(Records from a dataset)

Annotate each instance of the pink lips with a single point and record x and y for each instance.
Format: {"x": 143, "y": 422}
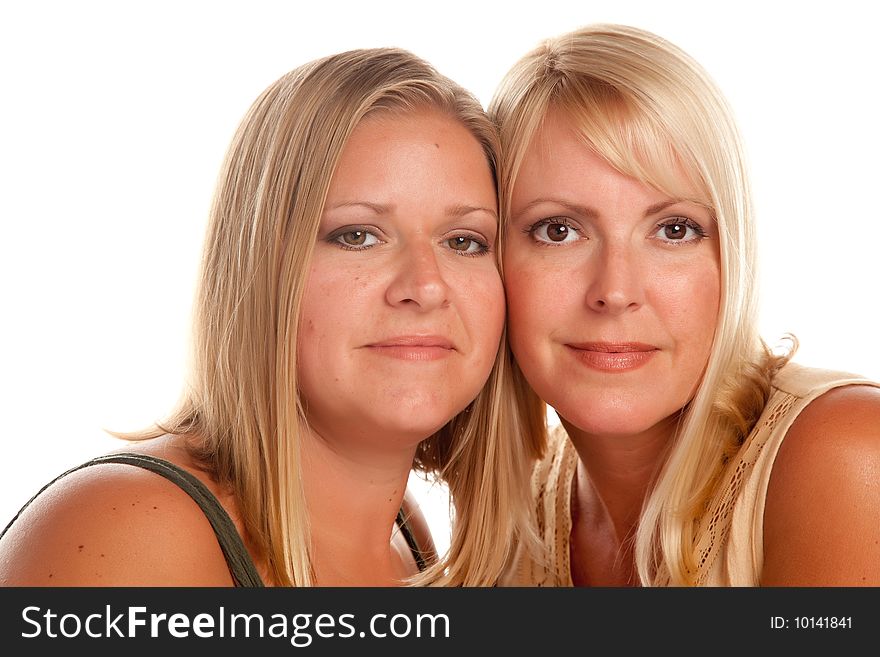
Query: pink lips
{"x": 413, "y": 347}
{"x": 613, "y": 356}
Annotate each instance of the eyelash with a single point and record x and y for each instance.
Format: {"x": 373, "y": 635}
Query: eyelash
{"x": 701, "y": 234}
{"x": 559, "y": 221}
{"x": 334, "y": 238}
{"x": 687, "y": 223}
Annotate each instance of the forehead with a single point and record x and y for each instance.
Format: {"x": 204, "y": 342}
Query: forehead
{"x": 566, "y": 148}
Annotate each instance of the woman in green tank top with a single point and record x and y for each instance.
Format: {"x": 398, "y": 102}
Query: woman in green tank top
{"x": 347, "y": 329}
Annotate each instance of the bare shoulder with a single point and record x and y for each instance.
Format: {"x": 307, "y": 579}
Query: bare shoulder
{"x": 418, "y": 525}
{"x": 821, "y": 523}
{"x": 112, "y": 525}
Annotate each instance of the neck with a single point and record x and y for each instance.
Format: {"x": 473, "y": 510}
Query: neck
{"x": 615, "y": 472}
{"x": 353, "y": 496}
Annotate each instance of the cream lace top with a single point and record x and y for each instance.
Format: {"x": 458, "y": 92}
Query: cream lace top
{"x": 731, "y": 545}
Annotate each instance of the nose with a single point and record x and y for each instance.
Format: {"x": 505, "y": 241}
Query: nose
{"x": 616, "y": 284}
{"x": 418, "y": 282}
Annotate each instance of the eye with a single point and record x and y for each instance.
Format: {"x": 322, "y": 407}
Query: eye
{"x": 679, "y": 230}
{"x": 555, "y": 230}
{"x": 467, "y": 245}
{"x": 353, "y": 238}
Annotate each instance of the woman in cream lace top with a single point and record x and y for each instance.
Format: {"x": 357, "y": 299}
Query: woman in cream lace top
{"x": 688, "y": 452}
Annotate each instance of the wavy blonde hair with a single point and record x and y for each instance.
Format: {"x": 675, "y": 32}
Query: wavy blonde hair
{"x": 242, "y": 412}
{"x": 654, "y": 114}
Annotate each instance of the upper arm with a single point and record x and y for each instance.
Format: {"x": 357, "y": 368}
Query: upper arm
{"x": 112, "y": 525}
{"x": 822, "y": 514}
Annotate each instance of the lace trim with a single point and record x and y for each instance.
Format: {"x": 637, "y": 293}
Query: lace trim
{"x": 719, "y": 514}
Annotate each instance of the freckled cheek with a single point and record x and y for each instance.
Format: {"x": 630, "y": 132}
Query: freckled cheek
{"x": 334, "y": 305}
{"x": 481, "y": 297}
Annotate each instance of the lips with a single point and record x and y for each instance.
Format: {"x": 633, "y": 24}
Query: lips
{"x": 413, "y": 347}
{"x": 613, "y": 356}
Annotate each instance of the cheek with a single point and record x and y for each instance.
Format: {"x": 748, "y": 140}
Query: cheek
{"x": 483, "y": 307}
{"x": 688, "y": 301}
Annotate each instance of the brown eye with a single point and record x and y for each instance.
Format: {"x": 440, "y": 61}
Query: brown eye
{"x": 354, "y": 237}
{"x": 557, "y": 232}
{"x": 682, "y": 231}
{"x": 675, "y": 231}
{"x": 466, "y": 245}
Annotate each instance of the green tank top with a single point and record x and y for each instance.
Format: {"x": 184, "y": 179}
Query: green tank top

...

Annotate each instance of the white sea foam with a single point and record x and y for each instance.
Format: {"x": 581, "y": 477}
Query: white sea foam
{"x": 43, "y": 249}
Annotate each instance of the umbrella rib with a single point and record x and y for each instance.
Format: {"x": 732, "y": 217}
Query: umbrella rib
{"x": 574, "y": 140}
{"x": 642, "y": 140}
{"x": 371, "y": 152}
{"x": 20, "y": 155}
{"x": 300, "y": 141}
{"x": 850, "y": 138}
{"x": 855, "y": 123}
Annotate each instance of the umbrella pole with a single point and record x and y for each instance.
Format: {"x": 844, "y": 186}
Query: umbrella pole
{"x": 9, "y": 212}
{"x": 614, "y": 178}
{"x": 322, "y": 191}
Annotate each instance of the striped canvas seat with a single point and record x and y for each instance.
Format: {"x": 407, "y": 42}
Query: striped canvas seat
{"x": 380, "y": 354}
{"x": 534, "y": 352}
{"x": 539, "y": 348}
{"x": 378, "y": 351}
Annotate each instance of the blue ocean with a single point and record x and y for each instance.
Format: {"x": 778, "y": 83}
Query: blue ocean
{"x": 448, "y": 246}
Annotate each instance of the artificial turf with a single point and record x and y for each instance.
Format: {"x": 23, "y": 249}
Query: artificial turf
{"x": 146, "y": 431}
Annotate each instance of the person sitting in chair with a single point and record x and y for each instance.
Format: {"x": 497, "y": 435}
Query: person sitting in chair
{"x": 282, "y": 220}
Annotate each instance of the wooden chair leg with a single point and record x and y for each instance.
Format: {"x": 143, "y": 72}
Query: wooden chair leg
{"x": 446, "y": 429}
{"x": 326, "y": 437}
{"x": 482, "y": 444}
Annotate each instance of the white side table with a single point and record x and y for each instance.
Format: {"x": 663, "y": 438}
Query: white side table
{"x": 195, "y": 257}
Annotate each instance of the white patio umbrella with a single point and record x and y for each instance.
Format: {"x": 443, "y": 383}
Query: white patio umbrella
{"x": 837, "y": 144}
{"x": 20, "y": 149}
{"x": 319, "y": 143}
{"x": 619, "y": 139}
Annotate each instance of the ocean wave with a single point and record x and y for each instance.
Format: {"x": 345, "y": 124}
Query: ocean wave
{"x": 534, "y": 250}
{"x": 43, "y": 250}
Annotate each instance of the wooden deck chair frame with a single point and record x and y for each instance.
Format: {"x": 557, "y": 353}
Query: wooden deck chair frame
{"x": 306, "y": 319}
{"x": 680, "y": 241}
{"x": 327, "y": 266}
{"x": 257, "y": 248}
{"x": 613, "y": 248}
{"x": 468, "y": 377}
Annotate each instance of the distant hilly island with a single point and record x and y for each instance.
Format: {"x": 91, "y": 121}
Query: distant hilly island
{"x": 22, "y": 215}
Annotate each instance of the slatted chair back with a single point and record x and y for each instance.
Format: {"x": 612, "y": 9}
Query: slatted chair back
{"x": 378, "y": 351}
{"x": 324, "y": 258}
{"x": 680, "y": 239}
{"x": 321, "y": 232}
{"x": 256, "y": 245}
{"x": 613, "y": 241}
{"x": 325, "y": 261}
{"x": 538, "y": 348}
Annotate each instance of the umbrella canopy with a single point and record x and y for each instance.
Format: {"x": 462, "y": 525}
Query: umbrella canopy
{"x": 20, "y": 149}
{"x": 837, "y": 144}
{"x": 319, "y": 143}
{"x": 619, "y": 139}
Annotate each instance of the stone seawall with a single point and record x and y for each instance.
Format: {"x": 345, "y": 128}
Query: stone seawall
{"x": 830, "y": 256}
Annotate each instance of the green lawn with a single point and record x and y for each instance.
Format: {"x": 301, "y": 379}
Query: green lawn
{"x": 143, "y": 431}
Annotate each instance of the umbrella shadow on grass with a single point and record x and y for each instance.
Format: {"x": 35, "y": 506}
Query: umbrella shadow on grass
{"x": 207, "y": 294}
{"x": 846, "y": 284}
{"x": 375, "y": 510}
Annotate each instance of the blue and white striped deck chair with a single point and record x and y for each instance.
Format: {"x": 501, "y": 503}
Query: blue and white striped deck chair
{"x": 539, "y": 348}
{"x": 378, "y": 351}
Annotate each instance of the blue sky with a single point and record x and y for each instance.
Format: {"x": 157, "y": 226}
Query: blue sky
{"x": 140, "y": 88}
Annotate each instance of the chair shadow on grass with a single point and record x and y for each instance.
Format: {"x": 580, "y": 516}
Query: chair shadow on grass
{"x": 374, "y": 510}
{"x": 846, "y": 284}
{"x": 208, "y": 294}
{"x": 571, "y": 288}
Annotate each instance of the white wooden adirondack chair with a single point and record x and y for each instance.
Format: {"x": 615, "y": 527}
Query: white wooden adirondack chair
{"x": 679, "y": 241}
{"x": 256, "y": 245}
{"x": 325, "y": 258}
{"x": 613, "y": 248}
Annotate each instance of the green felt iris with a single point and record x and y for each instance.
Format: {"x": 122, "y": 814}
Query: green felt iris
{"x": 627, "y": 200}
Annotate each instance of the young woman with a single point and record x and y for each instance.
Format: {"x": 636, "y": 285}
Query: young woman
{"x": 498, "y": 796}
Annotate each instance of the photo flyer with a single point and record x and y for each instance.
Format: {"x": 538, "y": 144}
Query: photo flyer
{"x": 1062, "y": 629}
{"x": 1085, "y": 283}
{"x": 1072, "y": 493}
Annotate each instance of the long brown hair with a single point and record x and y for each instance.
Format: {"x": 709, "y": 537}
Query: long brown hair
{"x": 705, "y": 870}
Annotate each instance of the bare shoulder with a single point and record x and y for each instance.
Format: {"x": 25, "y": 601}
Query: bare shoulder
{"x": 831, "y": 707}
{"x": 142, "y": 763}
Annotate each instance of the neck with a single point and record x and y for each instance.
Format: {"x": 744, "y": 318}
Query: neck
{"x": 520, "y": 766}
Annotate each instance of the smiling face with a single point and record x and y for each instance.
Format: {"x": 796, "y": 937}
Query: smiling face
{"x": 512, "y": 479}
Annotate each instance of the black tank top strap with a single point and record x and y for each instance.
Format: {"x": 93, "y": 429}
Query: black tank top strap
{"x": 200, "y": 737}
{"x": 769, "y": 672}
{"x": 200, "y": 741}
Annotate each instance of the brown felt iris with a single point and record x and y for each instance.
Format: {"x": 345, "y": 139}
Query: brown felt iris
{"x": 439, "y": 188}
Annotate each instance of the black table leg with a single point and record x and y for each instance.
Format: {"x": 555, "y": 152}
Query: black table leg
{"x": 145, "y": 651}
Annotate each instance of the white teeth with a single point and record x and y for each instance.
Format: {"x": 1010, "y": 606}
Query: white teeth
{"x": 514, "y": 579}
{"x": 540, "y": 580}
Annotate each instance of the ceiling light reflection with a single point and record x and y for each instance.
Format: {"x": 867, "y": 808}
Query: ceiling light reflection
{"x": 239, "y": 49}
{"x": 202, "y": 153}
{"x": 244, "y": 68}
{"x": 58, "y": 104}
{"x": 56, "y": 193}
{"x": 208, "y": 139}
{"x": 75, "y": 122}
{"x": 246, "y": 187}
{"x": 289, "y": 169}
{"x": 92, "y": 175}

**Required task**
Put the lines of the data from the line with "Annotate each instance of the brown eye" to the line with "Query: green tank top" into a JSON list of strings, one string per line and with blank lines left out.

**Full response**
[
  "Annotate each instance of the brown eye with a single point and record x and y for each instance.",
  "Format: {\"x\": 440, \"y\": 61}",
  "Query: brown eye",
  "{\"x\": 354, \"y\": 237}",
  "{\"x\": 557, \"y\": 232}",
  "{\"x\": 682, \"y\": 231}",
  "{\"x\": 675, \"y\": 231}",
  "{\"x\": 466, \"y\": 245}",
  "Annotate each instance of the green tank top with a single point and record x and y for each instance.",
  "Format: {\"x\": 184, \"y\": 179}",
  "Query: green tank top"
]